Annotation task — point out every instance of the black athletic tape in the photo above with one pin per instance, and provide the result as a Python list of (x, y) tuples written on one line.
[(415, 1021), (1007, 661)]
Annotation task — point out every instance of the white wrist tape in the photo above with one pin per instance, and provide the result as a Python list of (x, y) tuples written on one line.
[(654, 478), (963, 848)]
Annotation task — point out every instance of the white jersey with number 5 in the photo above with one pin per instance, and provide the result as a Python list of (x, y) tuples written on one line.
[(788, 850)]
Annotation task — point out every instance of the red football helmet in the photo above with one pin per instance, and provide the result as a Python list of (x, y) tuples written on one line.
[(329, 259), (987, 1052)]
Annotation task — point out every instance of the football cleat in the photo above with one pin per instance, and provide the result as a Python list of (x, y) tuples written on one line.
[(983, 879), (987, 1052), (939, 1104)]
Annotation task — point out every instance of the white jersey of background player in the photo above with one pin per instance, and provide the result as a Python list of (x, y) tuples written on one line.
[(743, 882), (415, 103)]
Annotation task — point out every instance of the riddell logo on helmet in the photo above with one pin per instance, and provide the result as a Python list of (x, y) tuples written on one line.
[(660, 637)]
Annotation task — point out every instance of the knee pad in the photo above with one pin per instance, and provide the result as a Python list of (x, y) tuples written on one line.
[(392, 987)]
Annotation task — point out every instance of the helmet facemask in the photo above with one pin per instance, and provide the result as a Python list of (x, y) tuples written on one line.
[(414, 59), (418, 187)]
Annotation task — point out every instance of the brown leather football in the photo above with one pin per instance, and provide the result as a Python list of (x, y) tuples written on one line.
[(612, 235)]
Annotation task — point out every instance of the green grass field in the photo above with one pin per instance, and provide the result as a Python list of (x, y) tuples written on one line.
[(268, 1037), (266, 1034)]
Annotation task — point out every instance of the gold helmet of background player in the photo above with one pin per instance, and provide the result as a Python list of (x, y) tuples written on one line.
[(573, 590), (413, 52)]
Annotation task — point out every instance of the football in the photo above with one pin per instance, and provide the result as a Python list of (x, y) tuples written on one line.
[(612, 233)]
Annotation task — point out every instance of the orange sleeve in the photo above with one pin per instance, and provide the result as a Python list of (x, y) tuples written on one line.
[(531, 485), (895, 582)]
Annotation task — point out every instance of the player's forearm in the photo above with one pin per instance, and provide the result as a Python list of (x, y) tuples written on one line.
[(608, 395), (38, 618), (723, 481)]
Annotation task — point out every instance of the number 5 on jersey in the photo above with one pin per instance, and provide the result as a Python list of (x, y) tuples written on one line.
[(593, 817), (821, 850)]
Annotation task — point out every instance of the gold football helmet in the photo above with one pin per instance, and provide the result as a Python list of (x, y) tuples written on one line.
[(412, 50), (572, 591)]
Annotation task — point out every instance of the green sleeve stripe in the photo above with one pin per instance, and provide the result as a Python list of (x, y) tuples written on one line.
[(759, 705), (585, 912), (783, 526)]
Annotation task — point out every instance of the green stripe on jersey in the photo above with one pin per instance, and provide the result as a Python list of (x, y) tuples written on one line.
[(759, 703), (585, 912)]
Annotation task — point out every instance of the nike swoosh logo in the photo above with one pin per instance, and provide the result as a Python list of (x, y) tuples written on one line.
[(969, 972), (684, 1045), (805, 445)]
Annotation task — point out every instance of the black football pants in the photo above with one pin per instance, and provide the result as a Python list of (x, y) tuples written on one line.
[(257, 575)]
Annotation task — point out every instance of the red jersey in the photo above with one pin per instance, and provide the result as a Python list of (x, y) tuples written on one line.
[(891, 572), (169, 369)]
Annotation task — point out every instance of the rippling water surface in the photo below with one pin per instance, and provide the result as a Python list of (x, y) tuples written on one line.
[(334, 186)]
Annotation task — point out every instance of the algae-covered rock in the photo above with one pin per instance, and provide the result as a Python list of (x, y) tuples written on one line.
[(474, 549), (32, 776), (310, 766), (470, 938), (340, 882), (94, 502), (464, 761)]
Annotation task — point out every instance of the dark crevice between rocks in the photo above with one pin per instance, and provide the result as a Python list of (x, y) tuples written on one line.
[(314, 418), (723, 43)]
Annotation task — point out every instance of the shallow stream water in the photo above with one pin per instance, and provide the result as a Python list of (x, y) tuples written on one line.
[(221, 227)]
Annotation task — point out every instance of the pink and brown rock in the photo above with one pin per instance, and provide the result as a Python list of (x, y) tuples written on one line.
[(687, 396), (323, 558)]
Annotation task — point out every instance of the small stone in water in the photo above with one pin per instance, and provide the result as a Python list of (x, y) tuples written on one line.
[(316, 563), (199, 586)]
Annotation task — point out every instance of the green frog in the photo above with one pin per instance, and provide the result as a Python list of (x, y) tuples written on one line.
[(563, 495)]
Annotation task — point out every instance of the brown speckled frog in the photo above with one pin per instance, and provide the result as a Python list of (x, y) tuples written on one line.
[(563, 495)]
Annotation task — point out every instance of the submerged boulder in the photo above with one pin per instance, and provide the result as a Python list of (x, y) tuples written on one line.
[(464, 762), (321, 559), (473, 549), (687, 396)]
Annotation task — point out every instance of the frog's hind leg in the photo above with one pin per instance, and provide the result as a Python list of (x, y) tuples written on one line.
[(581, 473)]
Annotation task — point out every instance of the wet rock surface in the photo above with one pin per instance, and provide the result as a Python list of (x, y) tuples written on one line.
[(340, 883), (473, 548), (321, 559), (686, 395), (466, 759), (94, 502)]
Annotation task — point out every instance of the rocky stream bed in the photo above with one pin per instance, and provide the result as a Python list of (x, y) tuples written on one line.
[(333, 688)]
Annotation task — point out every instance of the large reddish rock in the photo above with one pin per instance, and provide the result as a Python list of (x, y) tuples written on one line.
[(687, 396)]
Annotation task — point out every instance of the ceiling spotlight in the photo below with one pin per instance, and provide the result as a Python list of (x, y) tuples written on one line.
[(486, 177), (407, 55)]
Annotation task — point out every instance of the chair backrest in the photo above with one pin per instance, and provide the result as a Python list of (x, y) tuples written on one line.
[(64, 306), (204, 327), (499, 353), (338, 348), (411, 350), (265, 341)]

■ Problem description
Present every line of the records above as a numbered list, leaving out any blank lines.

■ Answer to this task
1. Annotation task — point out every instance of the black athletic tape in the photo above with one pin per instance, and provide the result as a Python list of (x, y) tuples written on one line.
2. [(415, 1021), (1007, 661)]
3. Annotation task — point out every instance of the white wrist tape in the photo above with one pin per instance, and provide the result as a Python list of (x, y) tuples written on one line.
4. [(654, 478), (963, 848)]
5. Annotation task — point out every instance of the white jersey with number 5 in the photo above with one pin per instance, and provide the result as a Python list of (x, y) tuples written on one line.
6. [(788, 850)]
7. Annotation task — point out every instance of the red football helmet in the photo above with one pin per instance, and provide the result as a Python list of (x, y) tuples written on one line.
8. [(329, 259), (987, 1052)]
9. Annotation task — point out every instance of the football cleat in the photo above with one pin per instance, and provide the result as a Python list of (x, y) tuples written on one line.
10. [(983, 879), (987, 1052), (939, 1104)]
11. Annotation task — point out every instance of the white jersey of background player in the photo above with one pin per instance, and provide the result as a Python list of (x, y) tuples written on one line.
12. [(743, 882), (415, 103)]
13. Annotation task — point out every instance of the riddell logo on helmet in the photo above with one pin per instance, and provide the result as a Python list of (x, y) tuples written on one line.
14. [(660, 637)]
15. Annotation task — point out every instance of the knee pad in the photo above with one pin per instance, and provide the result as a Python list of (x, y) tuples written on one line.
16. [(392, 987)]
17. Annotation task — point out every instance of the helmet facemask in the photo above with one pin per instance, and provide the result as a Python list of (x, y) tuples written on one line.
18. [(414, 59), (418, 187)]
19. Annotation task — point out every instance of the brown leather football in the photo above with one pin per instance, and provide the result as a Python list of (x, y) tuples written on one line.
20. [(612, 235)]
21. Annotation task — point out every instance of the green grass field in the photo above with one pin per instance, and provide the result as a Python list of (x, y) tuples written on one line.
22. [(268, 1037), (266, 1034)]
23. Annotation task — point out every instance of the gold helmet of background player in the photo above with one pin per instance, and provide the result as a Python list of (x, y) tuples written on one line.
24. [(573, 590), (413, 52)]
25. Annotation task — point out every instance of the football in the photo above with one pin per instance, and provide the result as a Python list of (x, y) tuples written on one line.
26. [(612, 233)]
27. Annotation task — point out every instance of the orange sleeve in the photo above with one pin per instance, and provide the result as a Python list of (x, y) tuples written on one line.
28. [(531, 485), (895, 582)]
29. Annotation task — point out every instance of the player's forearm in the photo above with one pin per instance, and provide the result as a Python list of (x, y) tuples written on one line.
30. [(608, 395), (38, 618), (723, 481)]
31. Annotation task — point out every instance of the number 5 on jersey in the photo above with one pin per instance, and provide the result as a Python list of (x, y) tuples written on one line.
32. [(593, 817), (821, 850)]
33. Annotation task — point out every instance of the gold football helmet in the photo above with one pin per instance, and provide the result as a Python list of (x, y) tuples written on one line.
34. [(412, 50), (572, 591)]
35. Annotation task — point out every instance of the green sleeve stripe in the photo above with one pin per instance, and provide the result as a Python list of (x, y) tuples written on one line.
36. [(759, 705), (585, 912), (783, 526)]
37. Annotation task — point out every instance of the green stripe on jersey in the photo above with one pin per instance, and provide the result as a Python list of (x, y) tuples written on one line.
38. [(759, 703), (585, 912)]
39. Annotation task — point out every instance of the nike swoosh logo in the photo above with one pin per instance, and provide the result as a Python list of (x, y) tuples written on one line.
40. [(969, 972), (684, 1045), (805, 445)]
41. Annotation task — point out every instance of the black football pants in the photo above with one pin per instance, and provide the result as a Python list of (x, y) tuples written on one line.
42. [(257, 575)]
43. Annotation task — point out every instance of the red jersey in the photo above with one pin per instance, and provide the result as a Python list of (x, y) tuples written on one line.
44. [(891, 572), (169, 369)]
45. Annotation task — point out every instance of the rippling water surface in the photo below with one pin per instance, and provide the result as a Python list of (x, y) tuples written on one line.
46. [(334, 186)]
47. Annotation task — point out every instance of the algae-covered rock in the photo above with one pin per instance, and provide the result as a Python list of (x, y) tuples written on one line.
48. [(474, 549), (32, 776), (310, 766), (470, 938), (340, 882), (94, 502), (464, 761)]
49. Annotation task — point out every instance of the dark crevice between rocks in the photo above with one pin per instance, and provide the result as a Python list of (x, y) tuples written on one line.
50. [(314, 418), (723, 43)]
51. Annotation task — point out every instance of the shallow stream water in the photo above with one pin per instance, and provide the result as a Python list of (x, y) tuples written on one line.
52. [(221, 227)]
53. Annotation task — point out every instance of the pink and brown rock in the photo above with one pin per instance, and provide the result as a Python list of (x, y) tuples written on one line.
54. [(687, 396), (323, 558)]
55. Annotation task — point out every instance of the small stone in water in the photo above with one pin per instance, and provide the result as a Python list of (x, y) tuples written on one line.
56. [(316, 563), (199, 586)]
57. Annotation task — point out every instance of the green frog in the photo above with one pin per instance, and provide the result as a Python list of (x, y) tuples written on one line.
58. [(563, 495)]
59. Annotation task — point out every instance of the brown speckled frog in the photo above with one pin per instance, and provide the result as a Python list of (x, y) tuples written on one line.
60. [(563, 495)]
61. Annotation task — point out every instance of the submerged boulder in the photo above with one pin per instance, and provide the result as a Python list of (x, y) tuples written on one line.
62. [(464, 762), (321, 559), (473, 549), (687, 396)]
63. Annotation task — point out every instance of the frog's hind leg in the photo above with one pin per instance, and provide the result as a Python list of (x, y) tuples written on one line.
64. [(581, 473)]
65. Annotation task — point out every instance of the wet rock surface in the photo above with one pin per instance, and provide the result as a Python list of (x, y) tuples written on one line.
66. [(340, 883), (473, 548), (321, 559), (686, 395), (466, 759), (94, 502)]
67. Annotation task — point out every instance of the rocky stream bed in the photo above with one pin per instance, and provide the result as a Python list of (x, y) tuples written on one line.
68. [(333, 688)]
69. Annotation task — point out every instance of the large reddish rock in the photo above with one pin per instance, and provide the result as a Python list of (x, y) tuples written on one line.
70. [(687, 396)]
71. Annotation task — point out every instance of the ceiling spotlight in the photo below with one pin per instance, and provide the result as a Python list of (x, y) tuples written on one line.
72. [(486, 177), (407, 55)]
73. Annotation task — point out every instance of the chair backrest in the photo above with one pin per instance, and provide the result as a Python list of (x, y) tuples written on one line.
74. [(64, 306), (204, 327), (499, 353), (338, 348), (411, 350), (265, 341)]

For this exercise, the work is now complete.